- What you have to do:
Reproduce the stretch of records below from the line containing "Target: rough stone block wall" through the line containing "137), (1261, 594)]", copying each line exactly.

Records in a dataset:

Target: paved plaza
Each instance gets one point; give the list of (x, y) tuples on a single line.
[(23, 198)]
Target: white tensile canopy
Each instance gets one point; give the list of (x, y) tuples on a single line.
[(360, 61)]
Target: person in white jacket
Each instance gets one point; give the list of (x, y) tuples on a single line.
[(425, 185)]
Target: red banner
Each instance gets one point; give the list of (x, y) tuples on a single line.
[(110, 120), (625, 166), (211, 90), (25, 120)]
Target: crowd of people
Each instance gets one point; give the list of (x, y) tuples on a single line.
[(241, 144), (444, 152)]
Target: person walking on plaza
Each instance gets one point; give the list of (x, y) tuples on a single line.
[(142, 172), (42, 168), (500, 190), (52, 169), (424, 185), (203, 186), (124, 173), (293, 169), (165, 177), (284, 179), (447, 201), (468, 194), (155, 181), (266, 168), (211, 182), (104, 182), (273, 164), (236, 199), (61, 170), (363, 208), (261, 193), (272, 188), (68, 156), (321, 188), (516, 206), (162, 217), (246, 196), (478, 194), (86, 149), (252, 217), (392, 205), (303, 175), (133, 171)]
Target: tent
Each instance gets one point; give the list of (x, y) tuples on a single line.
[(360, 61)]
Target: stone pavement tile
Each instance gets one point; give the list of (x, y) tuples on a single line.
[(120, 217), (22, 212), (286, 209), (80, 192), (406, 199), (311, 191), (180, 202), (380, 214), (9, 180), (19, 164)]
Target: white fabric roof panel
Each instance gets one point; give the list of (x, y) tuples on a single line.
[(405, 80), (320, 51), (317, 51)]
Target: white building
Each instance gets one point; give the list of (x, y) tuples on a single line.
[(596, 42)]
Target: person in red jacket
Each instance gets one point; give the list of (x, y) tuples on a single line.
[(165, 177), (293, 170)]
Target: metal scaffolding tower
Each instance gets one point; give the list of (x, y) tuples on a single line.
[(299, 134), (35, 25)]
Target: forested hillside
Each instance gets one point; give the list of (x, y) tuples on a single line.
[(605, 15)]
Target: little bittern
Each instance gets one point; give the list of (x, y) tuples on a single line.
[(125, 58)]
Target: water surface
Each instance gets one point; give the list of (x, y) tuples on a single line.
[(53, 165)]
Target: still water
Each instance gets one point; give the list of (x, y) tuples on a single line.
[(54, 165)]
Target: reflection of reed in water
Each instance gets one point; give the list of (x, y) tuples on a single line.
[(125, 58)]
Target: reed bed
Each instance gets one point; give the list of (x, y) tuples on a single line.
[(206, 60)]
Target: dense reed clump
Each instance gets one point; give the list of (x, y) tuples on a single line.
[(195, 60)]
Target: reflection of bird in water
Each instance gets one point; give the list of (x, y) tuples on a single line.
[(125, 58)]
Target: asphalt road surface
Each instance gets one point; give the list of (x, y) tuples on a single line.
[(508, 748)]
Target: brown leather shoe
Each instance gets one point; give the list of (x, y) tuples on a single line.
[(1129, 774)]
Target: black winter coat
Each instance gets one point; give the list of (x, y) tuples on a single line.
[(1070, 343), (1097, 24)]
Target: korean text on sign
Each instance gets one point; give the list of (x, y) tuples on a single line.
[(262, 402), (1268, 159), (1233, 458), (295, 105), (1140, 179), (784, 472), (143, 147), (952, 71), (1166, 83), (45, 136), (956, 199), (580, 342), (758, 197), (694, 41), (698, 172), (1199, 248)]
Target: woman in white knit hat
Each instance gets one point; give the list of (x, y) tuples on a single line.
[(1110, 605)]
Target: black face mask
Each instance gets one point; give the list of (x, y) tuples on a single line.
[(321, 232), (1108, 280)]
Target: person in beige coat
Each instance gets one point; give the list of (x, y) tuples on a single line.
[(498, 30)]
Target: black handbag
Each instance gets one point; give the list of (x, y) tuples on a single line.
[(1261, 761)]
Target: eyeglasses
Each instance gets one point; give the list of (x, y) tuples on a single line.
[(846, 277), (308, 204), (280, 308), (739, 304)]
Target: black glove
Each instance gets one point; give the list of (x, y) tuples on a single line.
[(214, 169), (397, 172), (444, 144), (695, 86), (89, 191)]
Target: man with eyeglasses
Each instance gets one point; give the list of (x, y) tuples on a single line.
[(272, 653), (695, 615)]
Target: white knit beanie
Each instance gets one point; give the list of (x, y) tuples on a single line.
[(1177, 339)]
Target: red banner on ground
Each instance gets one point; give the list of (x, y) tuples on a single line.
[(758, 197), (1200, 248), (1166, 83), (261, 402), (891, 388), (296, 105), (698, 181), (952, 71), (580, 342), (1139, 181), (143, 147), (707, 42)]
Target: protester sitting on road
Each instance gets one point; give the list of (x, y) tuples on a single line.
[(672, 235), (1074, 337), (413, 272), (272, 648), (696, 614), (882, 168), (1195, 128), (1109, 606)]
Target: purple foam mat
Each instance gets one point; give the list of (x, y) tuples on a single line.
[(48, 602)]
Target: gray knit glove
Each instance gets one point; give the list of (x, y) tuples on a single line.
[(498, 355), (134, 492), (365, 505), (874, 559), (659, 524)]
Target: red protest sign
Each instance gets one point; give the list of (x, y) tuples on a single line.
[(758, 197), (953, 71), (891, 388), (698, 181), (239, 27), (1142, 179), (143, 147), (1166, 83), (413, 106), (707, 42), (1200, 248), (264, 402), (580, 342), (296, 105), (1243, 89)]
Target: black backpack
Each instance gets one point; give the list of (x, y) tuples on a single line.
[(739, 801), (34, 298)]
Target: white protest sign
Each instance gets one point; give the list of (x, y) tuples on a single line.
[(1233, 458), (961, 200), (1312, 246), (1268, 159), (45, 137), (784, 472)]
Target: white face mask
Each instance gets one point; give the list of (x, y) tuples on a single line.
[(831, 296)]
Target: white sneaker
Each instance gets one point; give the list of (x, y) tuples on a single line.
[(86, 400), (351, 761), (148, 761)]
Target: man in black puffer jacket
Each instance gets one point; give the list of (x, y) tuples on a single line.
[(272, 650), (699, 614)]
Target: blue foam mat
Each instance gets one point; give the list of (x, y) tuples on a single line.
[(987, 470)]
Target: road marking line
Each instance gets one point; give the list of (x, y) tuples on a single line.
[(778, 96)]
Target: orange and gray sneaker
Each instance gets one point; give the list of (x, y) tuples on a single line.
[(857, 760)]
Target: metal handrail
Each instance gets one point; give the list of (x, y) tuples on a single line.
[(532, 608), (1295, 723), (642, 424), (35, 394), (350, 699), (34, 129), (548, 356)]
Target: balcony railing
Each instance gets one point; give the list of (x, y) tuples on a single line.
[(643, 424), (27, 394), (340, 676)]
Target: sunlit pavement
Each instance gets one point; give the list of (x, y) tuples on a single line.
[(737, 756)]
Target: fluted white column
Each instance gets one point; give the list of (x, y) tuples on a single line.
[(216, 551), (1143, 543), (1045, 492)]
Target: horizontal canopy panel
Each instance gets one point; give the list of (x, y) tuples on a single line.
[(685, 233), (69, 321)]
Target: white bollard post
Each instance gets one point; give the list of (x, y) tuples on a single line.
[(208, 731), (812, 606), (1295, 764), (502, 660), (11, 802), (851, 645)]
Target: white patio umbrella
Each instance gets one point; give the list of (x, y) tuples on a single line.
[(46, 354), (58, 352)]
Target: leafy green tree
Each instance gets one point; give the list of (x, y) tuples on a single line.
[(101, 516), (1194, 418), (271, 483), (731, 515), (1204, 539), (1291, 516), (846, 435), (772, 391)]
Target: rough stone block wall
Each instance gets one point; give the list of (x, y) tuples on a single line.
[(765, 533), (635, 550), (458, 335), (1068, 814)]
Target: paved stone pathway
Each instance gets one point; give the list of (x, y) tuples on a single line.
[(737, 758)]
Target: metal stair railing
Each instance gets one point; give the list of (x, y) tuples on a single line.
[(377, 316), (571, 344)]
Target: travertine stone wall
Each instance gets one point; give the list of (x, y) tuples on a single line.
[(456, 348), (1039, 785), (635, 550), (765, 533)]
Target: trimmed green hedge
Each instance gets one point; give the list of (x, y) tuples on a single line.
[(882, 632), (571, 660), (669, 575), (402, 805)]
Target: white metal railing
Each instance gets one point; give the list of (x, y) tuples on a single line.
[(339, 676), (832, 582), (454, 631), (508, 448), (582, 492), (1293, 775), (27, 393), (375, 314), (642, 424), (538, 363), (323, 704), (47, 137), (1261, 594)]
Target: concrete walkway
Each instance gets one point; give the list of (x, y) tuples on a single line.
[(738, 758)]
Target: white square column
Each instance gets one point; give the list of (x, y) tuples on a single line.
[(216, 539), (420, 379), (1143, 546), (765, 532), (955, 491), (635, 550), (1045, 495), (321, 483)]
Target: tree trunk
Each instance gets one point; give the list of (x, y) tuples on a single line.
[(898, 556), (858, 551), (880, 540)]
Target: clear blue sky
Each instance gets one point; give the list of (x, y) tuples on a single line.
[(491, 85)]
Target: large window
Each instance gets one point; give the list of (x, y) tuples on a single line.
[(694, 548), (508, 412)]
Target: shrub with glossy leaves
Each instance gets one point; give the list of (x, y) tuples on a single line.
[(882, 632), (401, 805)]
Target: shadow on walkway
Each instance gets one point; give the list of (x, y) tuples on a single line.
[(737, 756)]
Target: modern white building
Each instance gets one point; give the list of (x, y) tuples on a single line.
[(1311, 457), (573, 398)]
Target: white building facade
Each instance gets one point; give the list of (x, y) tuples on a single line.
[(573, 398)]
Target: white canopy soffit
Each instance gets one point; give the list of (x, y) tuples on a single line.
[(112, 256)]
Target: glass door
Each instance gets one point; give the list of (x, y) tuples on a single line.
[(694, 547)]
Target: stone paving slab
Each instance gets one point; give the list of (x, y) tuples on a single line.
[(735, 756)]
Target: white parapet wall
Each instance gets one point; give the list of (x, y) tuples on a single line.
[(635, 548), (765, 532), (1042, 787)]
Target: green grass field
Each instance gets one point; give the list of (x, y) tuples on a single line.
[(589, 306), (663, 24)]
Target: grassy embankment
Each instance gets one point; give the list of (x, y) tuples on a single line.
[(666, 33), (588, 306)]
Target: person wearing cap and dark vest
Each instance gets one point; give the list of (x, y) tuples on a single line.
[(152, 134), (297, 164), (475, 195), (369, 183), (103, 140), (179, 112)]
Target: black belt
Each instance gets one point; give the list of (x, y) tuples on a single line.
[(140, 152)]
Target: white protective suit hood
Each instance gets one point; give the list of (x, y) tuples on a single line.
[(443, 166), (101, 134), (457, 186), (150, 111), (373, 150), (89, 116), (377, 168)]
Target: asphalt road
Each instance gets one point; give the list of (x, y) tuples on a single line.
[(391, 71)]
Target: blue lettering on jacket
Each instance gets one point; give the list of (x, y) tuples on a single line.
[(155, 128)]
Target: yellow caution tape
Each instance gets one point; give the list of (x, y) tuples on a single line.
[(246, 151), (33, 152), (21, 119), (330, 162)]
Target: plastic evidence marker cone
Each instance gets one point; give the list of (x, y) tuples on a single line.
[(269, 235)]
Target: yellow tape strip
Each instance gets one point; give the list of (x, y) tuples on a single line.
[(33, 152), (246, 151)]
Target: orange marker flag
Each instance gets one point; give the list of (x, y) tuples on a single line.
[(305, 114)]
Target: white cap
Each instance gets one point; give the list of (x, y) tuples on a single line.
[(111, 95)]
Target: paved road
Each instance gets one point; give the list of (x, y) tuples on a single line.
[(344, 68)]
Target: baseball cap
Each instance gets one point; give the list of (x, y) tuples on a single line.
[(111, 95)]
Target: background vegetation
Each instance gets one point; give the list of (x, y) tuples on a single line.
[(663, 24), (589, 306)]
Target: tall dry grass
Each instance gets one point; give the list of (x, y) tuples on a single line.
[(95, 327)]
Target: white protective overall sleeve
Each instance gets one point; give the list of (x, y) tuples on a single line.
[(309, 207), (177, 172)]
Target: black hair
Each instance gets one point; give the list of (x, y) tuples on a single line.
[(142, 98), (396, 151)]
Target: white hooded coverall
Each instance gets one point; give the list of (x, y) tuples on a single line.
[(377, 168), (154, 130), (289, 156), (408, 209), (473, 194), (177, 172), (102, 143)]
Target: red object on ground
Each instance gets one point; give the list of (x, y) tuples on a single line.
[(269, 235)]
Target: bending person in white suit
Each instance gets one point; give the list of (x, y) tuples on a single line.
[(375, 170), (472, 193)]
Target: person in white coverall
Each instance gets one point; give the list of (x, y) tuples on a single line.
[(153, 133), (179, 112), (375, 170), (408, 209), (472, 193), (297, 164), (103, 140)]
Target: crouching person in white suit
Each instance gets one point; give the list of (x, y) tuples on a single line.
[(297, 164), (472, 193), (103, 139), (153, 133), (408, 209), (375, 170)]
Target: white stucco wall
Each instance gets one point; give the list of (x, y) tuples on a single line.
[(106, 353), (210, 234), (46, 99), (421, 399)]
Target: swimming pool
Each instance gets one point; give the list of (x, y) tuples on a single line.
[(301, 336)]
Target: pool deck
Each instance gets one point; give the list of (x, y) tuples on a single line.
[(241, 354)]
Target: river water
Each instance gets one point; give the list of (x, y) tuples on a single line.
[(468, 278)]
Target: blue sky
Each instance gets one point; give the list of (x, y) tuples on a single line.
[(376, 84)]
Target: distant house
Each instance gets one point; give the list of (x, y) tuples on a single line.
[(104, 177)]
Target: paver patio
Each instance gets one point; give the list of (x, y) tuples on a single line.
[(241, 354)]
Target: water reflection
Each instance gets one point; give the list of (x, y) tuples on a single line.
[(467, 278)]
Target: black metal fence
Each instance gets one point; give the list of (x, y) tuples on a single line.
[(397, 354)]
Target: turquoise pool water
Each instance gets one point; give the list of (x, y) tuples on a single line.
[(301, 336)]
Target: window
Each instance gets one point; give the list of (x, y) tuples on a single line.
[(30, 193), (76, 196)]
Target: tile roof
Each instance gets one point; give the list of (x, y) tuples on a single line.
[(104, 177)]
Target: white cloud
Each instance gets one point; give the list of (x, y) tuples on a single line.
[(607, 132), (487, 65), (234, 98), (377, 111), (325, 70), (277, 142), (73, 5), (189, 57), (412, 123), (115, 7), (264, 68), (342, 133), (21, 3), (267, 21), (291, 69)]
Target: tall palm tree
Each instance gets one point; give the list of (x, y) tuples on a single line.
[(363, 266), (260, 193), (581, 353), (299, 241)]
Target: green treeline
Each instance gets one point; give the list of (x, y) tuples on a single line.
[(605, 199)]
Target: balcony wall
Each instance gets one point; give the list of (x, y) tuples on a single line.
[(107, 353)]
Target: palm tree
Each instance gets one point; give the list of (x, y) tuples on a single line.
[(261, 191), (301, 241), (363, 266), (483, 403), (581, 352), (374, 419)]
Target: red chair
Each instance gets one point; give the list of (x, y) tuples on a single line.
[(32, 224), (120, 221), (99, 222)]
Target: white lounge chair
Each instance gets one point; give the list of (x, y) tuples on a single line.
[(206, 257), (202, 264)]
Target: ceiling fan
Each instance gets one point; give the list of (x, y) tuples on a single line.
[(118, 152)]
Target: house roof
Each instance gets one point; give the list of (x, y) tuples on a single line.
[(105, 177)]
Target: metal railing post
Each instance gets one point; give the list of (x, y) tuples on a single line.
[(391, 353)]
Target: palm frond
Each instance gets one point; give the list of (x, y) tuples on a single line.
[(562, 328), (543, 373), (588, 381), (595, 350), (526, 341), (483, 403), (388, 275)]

- Written response:
Target: rough stone block wall
Each instance gets one point; give the list of (x, y) tuples on a single line.
[(765, 533), (635, 550), (458, 335), (1068, 814)]
Target: paved stone pathway
Each instance gets one point; give the list of (x, y) tuples on a single line.
[(737, 758)]
Target: metal stair railing
Each instance gets one point; give the list of (x, y) tuples on a single line.
[(377, 316), (571, 344)]
Target: travertine stone wall
Each instance gets one point; give the list of (x, y) tuples on a single line.
[(456, 348), (1039, 785), (635, 550), (765, 533)]
Target: trimmed green hedge
Each instance gets one point; give the list of (x, y) tuples on a single line.
[(882, 632), (571, 660), (669, 575), (402, 805)]
Target: white metal railing
Each instance gets one point; give the list of (x, y) tuples on a single line.
[(339, 676), (832, 582), (454, 631), (508, 448), (582, 492), (1293, 775), (27, 393), (375, 314), (642, 424), (538, 363), (323, 704), (47, 137), (1261, 594)]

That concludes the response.